┌────────

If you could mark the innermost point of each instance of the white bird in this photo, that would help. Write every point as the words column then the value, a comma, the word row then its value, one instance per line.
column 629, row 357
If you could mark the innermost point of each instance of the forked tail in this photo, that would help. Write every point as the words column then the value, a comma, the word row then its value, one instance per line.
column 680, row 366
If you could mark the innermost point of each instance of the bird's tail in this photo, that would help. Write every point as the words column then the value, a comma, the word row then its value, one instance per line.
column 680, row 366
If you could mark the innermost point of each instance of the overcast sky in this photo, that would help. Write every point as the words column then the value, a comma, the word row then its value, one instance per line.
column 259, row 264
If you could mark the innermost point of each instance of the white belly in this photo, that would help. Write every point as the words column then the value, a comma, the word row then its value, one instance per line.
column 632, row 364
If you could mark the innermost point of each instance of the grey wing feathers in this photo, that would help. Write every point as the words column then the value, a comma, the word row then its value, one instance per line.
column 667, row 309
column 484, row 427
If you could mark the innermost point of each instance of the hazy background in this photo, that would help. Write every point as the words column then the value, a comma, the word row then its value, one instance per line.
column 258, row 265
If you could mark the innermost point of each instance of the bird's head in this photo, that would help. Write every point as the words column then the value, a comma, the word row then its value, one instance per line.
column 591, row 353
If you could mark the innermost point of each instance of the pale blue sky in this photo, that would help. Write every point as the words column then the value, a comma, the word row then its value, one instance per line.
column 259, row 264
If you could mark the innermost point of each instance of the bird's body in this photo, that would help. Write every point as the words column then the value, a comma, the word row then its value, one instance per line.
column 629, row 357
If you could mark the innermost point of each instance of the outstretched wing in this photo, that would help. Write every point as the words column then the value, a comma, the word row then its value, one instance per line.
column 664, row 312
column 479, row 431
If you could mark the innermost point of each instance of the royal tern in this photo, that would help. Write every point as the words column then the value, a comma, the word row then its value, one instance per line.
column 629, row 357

└────────

| ZIEL DER AUFGABE |
Zitiere sämtliche obenstehenden Datensätze Zeile für Zeile und ohne jede Abweichung.

| ERGEBNIS DER AUFGABE |
If you could mark the innermost point of each instance of the white bird in this photo, that would help. Write every point as the words column then the value, a comma, the word row then its value, one instance per line.
column 629, row 357
If you could mark the innermost point of each instance of the forked tail in this photo, that would help. Write every point as the words column then the value, a comma, the word row then its value, one instance per line.
column 680, row 366
If you could mark the innermost point of each instance of the bird's tail in this photo, that would help. Write every point as the words column then the value, a comma, the word row then its value, one instance per line.
column 680, row 366
If you could mark the innermost point of each instance of the overcast sky in this photo, that would help. Write every point as the words column then the value, a comma, the word row then its value, one instance per line.
column 259, row 264
If you could mark the innermost point of each instance of the white belly in this photo, that would help. Write every point as the words column then the value, a comma, the word row then its value, one instance per line.
column 632, row 364
If you could mark the innermost point of each instance of the grey wing feathers in this photo, that would help. Write every point as the words column then the value, a comma, the word row then its value, one instance per line.
column 667, row 309
column 484, row 427
If you could mark the innermost point of each instance of the hazy background in this photo, that would help. Write every point as the words column then the value, a comma, the word row then its value, one instance per line.
column 258, row 265
If you could mark the innermost point of each instance of the bird's head in this photo, that would help. Write every point as the words column then the value, a comma, the word row then its value, one instance per line.
column 591, row 353
If you could mark the innermost point of each instance of the pale blue sky in this photo, that would help. Write every point as the words column then the value, a comma, the word row then its value, one instance per line.
column 259, row 264
If you could mark the innermost point of each instance of the bird's body in this photo, that would help. Write every point as the words column then the value, a comma, the word row then its value, one instance per line.
column 629, row 357
If you could mark the innermost point of each instance of the outstretched wing in this photo, that would help. Write every point as the words column then the value, a comma, the word row then its value, one instance per line.
column 664, row 312
column 479, row 431
If you could mark the innermost point of each instance of the royal tern in this photo, that would help. Write every point as the words column then the value, a comma, the word row then its value, one instance per line.
column 629, row 357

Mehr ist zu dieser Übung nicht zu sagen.